DOCUMENT
LinuxQuestions.org
Share your knowledge at the LQ Wiki.
Go Back   LinuxQuestions.org > Forums > Linux Forums > Linux - Server
User Name
Password
Linux - Server This forum is for the discussion of Linux Software used in a server related context.

Notices


Reply
  Search this Thread
Old 02-15-2011, 02:32 PM   #1
forbin
Member
 
Registered: Apr 2010
Posts: 43

Rep: Reputation: 0
Understanding LVM Snapshots


There's a lot of noise in GoogleSpace on the subject of LVM snapshots. I'm starting to grasp it, but one thing still really puzzles me. Where does the data come from when I run my backups?

Based on what I've been reading, a snapshot volume does not have to be as large as the source volume. The snapshot volume only needs to be large enough to accommodate the maximum number of changes that might occur to the source volume during the life of the snapshot.

Suppose I have a 600GB LV...

/dev/vg01/data

...but I only expect a maximum of 5GB worth of changes on any given day. So just to be safe, I create a 20GB snapshot volume...

/dev/vg01/snapshot.

At the end of the day, I shut down my database service, take the snapshot, and start the database service.

Supposedly I can now safely take a backup of /dev/vg01/snapshot, which gives me a full backup of /dev/vg01/data at the time the snapshot was taken.

Umm... how? Any way you look at it, /dev/vg01/snapshot is only 20GB in size, so how can it give me a full backup of /dev/vg01/data?
 
Old 02-15-2011, 02:42 PM   #2
acid_kewpie
Moderator
 
Registered: Jun 2001
Location: UK
Distribution: Gentoo, RHEL, Fedora, Centos
Posts: 43,417

Rep: Reputation: 1985Reputation: 1985Reputation: 1985Reputation: 1985Reputation: 1985Reputation: 1985Reputation: 1985Reputation: 1985Reputation: 1985Reputation: 1985Reputation: 1985
the snapshot is really just a copy of the inode tree at the point in time you created it. It is not 20GB in your example, 20GB is the space which is reserved for changes once a snapshot is taken. you can have looooooads of snapshots if you want, as long as the largest delta between any version of the filesystem doesn't exceed that snapshot reserve size.

Walking through a snapshot we have...

- 20gb LV partition exists, which is configured to includes a 5gb snapshot allocation
- files keep changing in the remaining 15gb ext3 partition
- snapshot is taken, inode tree is copied and used for references to the newly created snapshot block device when it is mounted.
- files keep changing on the live filesystem, but any changes to the data are written in the 5gb snapshot space
- once 5gb of changes are made to the filesystem, further changes must be written to other parts of the LV, thus invalidating the snapshot.

It's pretty clever when you get it, hopefully you do now. Or I made things a lot worse, and TBH I assumed the thing about the inode tree... Think of it a bit like a Venn diagram. Two overlapping circles, one for the snapshot, one for the main filesystem. They are both the same size, but share the majority of the disk space where they overlap. There's no data copies etc, it's *exactly* the same disk sectors.

SOURCE DATA
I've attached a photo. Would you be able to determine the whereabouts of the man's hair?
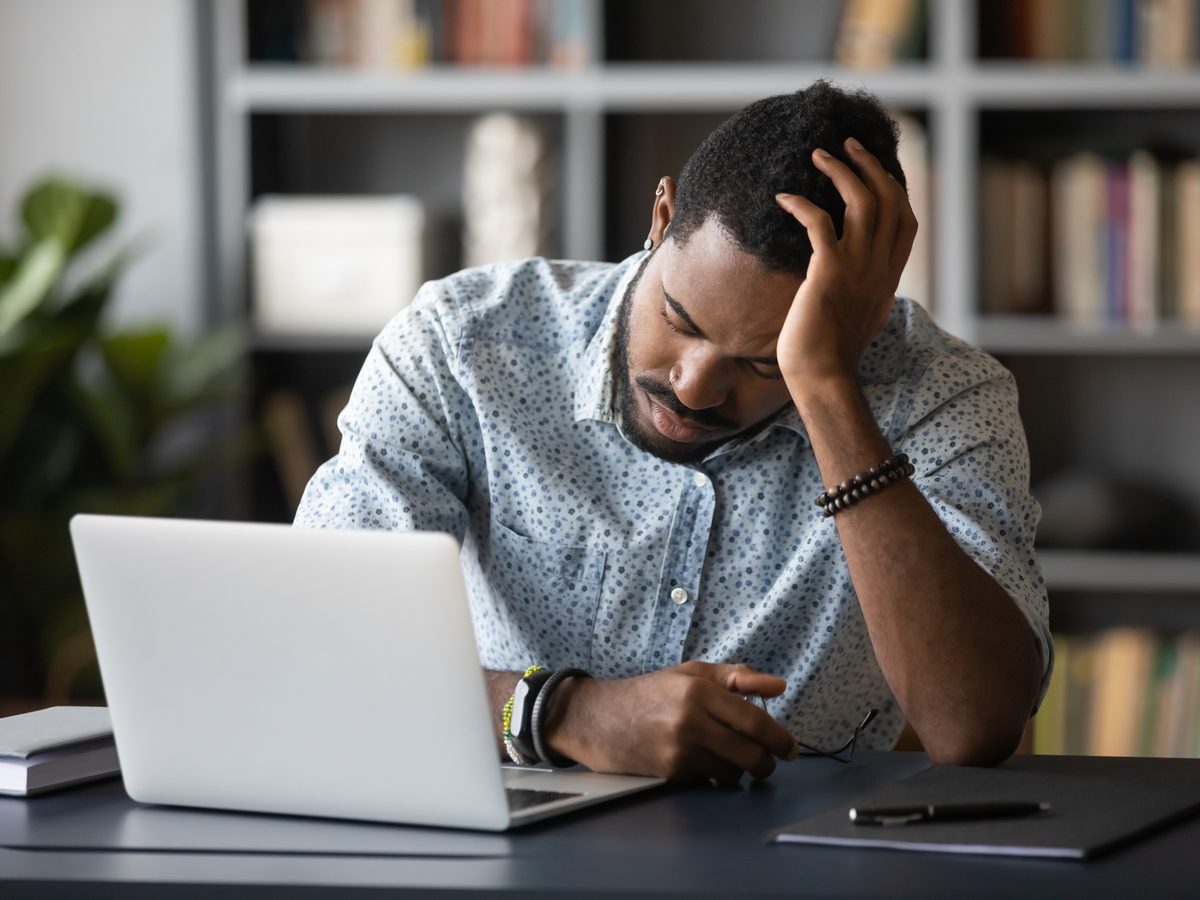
[667,80,907,276]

WRITTEN TASK
Write the next part of the forum thread on LVM snapshots, picking up right after its last sentence.

FINAL RESULT
Last edited by acid_kewpie; 02-15-2011 at 02:45 PM.
 
1 members found this post helpful.
Old 02-15-2011, 03:01 PM   #3
z1p
Member
 
Registered: Jan 2011
Location: the right coast of the US
Distribution: Ubuntu 10.04
Posts: 80

Rep: Reputation: 23
LVM snapshots use a copy on write (CoW) technology. That is data is only written to the snapshot area when a block is changed on the original. So when it is time to read from the snapshot (for making a backup or whatever), any changed blocks are read from the snapshot area. But any blocks that haven't changed since the snapshot are read from the original.
 
1 members found this post helpful.
Old 02-15-2011, 03:11 PM   #4
forbin
Member
 
Registered: Apr 2010
Posts: 43

Original Poster
Rep: Reputation: 0
Quote:
Originally Posted by acid_kewpie View Post
the snapshot is really just a copy of the inode tree at the point in time you created it. It is not 20GB in your example, 20GB is the space which is reserved for changes once a snapshot is taken. you can have looooooads of snapshots if you want, as long as the largest delta between any version of the filesystem doesn't exceed that snapshot reserve size.

Walking through a snapshot we have...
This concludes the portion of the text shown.